=== Stored data entries ===

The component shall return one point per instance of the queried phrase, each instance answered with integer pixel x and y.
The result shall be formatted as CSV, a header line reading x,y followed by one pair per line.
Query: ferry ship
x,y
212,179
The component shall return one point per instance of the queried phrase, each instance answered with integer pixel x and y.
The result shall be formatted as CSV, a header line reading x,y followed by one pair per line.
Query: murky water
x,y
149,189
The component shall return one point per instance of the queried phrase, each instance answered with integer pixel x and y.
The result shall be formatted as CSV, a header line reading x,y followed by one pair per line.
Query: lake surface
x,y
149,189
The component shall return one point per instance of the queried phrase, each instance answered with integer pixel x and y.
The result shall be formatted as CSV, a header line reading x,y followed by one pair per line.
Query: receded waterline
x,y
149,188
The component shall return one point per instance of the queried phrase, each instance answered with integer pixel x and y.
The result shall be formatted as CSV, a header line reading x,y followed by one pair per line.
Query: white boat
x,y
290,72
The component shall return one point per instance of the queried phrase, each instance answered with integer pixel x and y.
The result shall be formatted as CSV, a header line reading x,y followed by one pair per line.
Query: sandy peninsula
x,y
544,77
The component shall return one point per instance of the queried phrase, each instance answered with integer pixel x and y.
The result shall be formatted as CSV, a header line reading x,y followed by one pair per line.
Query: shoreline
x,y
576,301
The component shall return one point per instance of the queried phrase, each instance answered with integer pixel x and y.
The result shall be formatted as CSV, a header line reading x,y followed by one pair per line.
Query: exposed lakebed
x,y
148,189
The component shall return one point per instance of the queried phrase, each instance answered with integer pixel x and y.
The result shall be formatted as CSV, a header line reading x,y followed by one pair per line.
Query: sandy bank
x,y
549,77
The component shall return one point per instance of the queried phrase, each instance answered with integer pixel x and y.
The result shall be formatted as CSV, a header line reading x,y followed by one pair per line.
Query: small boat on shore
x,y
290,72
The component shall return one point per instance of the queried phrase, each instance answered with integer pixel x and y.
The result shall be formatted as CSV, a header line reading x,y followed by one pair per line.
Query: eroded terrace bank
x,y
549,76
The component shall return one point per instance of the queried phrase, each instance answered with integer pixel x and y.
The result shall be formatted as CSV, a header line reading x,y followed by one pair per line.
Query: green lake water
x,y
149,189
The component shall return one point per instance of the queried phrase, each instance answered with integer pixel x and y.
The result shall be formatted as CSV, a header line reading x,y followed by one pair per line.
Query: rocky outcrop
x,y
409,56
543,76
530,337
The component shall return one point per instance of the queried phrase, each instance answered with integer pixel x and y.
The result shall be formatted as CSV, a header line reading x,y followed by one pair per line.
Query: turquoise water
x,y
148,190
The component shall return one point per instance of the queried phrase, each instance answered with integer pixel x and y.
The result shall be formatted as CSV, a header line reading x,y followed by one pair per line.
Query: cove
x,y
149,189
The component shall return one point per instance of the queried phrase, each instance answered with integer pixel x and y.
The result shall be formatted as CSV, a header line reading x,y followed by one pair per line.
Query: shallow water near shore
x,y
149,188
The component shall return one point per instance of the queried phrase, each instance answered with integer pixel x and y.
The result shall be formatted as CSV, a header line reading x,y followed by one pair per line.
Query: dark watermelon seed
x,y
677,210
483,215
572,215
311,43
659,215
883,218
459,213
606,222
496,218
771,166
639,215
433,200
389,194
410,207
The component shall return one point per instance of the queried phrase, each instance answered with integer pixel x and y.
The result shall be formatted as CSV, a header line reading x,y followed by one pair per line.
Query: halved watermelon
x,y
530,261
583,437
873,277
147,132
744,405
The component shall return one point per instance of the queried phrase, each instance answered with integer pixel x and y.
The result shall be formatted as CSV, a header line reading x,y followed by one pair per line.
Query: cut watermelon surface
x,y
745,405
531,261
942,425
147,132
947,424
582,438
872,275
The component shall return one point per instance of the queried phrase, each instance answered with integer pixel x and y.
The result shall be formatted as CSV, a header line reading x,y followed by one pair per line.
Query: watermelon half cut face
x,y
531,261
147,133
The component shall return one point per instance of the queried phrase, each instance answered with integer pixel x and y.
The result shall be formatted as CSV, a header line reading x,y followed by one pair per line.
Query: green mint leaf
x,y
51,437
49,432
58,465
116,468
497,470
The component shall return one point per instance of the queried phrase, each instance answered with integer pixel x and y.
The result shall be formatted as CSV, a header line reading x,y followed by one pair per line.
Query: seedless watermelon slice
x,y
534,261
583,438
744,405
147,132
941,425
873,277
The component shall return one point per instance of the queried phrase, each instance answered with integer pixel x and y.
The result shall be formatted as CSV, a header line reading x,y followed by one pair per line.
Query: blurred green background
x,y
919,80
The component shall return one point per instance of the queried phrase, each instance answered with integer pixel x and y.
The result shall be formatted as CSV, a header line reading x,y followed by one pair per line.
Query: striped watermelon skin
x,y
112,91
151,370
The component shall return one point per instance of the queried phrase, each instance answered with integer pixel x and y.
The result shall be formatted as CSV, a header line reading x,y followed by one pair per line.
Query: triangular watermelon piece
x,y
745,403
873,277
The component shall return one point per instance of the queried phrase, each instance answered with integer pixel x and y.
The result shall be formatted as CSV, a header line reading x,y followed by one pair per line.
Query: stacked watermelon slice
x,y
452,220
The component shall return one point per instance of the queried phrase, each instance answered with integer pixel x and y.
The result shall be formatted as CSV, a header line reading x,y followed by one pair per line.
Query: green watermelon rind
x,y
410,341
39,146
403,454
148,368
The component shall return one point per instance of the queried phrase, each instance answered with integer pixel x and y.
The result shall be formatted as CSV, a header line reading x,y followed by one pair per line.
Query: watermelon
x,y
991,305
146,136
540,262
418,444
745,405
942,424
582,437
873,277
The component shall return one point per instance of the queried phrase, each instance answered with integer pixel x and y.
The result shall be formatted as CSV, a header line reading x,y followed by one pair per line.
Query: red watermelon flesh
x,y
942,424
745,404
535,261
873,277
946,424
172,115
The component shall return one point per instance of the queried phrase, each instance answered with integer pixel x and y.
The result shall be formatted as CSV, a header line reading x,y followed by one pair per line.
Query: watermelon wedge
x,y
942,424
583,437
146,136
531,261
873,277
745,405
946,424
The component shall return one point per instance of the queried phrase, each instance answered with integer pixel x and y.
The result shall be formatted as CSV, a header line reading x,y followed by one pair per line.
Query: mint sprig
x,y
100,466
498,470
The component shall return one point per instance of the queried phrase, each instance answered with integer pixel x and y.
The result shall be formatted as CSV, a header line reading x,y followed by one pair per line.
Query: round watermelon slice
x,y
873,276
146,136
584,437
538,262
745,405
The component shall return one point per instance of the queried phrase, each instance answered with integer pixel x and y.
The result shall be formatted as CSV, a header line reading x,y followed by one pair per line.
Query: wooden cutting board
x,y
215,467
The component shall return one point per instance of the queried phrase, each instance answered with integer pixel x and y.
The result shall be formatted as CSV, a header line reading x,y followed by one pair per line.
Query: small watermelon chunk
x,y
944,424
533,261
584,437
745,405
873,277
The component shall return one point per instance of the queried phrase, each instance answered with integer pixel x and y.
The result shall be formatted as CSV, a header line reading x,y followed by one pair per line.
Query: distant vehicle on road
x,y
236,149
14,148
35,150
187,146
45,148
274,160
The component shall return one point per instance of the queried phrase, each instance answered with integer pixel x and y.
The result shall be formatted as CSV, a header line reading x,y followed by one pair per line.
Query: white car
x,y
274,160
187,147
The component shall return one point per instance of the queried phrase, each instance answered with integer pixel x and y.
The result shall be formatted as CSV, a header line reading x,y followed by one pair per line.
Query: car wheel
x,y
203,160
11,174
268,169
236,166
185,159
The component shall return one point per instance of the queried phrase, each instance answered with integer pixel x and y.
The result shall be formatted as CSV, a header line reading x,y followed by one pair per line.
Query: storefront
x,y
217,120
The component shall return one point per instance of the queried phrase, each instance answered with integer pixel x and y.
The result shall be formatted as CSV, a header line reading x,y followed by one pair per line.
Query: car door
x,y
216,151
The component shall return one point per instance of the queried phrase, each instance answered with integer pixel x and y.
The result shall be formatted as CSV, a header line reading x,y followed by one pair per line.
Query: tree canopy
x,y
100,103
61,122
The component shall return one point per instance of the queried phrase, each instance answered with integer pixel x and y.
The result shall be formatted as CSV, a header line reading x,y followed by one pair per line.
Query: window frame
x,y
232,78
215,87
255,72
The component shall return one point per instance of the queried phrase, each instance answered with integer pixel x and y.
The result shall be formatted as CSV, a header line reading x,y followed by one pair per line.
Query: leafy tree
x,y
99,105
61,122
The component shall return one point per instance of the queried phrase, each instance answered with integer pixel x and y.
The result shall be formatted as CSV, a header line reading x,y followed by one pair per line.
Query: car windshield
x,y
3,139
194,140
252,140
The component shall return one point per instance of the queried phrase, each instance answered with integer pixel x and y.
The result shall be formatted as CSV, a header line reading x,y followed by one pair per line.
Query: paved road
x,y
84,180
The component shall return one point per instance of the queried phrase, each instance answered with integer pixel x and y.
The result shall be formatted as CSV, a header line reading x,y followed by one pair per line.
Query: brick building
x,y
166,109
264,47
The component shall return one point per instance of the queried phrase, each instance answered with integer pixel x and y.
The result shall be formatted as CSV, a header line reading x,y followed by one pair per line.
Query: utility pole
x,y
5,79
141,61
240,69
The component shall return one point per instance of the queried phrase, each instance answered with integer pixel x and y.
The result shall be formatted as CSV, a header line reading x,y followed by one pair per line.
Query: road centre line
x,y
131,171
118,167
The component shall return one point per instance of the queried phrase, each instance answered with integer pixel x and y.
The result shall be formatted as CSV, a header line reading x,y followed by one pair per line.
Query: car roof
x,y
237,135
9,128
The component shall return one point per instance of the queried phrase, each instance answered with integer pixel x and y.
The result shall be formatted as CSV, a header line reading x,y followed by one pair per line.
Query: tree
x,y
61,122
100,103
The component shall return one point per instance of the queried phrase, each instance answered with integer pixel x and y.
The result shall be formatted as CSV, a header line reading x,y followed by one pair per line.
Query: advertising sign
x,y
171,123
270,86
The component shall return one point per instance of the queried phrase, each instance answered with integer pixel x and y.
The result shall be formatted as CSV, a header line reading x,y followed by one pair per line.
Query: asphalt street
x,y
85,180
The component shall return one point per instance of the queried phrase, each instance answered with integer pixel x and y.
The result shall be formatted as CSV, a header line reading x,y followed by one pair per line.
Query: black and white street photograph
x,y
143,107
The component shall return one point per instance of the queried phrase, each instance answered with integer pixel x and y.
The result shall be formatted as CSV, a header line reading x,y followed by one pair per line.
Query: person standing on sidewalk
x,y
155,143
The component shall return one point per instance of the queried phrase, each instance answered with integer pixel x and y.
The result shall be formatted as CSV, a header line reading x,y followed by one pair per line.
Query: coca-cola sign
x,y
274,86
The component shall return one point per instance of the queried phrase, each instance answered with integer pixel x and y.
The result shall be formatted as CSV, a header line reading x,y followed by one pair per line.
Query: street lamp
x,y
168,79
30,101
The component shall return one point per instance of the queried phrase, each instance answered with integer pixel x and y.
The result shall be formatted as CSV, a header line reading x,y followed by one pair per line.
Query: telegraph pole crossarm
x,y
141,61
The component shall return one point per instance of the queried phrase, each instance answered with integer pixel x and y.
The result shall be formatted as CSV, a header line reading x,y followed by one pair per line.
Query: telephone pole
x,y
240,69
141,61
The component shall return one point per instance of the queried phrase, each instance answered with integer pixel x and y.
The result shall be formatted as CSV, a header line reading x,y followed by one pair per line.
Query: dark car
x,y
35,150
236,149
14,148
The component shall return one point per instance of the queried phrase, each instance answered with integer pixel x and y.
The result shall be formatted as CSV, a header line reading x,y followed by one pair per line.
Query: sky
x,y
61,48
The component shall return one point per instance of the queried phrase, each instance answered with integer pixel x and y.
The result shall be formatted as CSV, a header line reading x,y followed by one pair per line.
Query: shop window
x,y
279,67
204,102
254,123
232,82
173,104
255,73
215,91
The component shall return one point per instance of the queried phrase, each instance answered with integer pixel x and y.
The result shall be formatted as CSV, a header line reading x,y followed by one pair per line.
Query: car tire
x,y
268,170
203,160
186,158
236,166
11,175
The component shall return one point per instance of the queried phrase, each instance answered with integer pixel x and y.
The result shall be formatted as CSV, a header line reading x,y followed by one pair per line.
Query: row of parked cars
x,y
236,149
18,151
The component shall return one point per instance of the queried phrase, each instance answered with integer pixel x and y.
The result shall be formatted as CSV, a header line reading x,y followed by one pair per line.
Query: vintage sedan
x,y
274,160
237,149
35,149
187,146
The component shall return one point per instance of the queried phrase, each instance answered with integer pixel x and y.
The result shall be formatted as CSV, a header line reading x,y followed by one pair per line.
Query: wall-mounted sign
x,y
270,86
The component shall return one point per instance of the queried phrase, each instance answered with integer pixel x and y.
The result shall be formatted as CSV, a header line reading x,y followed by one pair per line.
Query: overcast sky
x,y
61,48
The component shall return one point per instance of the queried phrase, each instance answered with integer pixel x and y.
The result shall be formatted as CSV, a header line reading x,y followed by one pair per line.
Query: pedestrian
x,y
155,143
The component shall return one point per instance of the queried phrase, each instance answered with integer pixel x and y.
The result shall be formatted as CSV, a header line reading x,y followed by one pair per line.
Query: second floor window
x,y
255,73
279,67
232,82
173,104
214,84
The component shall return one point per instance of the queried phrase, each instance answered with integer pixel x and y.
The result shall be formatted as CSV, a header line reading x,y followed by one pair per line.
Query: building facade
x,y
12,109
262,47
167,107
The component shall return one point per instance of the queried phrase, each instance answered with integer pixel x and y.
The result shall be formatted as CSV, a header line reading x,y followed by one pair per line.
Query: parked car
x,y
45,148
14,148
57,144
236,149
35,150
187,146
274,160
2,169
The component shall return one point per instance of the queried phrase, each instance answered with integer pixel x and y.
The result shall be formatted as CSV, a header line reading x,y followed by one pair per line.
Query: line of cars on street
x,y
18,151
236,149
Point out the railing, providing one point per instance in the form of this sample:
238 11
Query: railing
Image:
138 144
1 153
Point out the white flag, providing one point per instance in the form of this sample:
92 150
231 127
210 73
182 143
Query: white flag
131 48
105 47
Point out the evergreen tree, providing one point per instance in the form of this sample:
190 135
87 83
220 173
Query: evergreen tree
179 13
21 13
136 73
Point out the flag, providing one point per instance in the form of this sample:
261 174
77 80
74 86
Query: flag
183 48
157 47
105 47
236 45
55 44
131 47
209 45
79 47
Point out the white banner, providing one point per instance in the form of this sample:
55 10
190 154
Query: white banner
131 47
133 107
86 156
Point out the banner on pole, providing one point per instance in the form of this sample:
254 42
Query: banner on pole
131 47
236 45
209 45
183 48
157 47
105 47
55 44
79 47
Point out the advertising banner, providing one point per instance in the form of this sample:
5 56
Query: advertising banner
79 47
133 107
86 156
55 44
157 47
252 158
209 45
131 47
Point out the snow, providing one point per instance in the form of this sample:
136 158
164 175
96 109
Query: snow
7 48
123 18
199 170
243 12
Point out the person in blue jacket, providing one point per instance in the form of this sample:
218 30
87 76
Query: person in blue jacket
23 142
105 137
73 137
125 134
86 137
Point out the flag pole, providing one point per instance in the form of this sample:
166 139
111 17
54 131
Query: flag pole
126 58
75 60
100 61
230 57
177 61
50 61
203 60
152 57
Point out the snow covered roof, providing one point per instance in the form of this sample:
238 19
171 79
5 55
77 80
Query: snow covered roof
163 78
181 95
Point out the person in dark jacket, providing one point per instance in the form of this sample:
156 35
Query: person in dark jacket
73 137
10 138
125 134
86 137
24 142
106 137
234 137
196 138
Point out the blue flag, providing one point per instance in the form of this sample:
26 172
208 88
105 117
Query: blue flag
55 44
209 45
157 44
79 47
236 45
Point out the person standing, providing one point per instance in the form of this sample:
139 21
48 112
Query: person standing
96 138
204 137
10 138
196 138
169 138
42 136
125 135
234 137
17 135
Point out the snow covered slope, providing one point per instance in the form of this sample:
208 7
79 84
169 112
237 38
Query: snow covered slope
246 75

=== Problem to solve ===
For each line of the data that has the word "railing", report that line.

=== Response area ===
Point out the railing, providing one point per instance in the form of this sample:
Query: railing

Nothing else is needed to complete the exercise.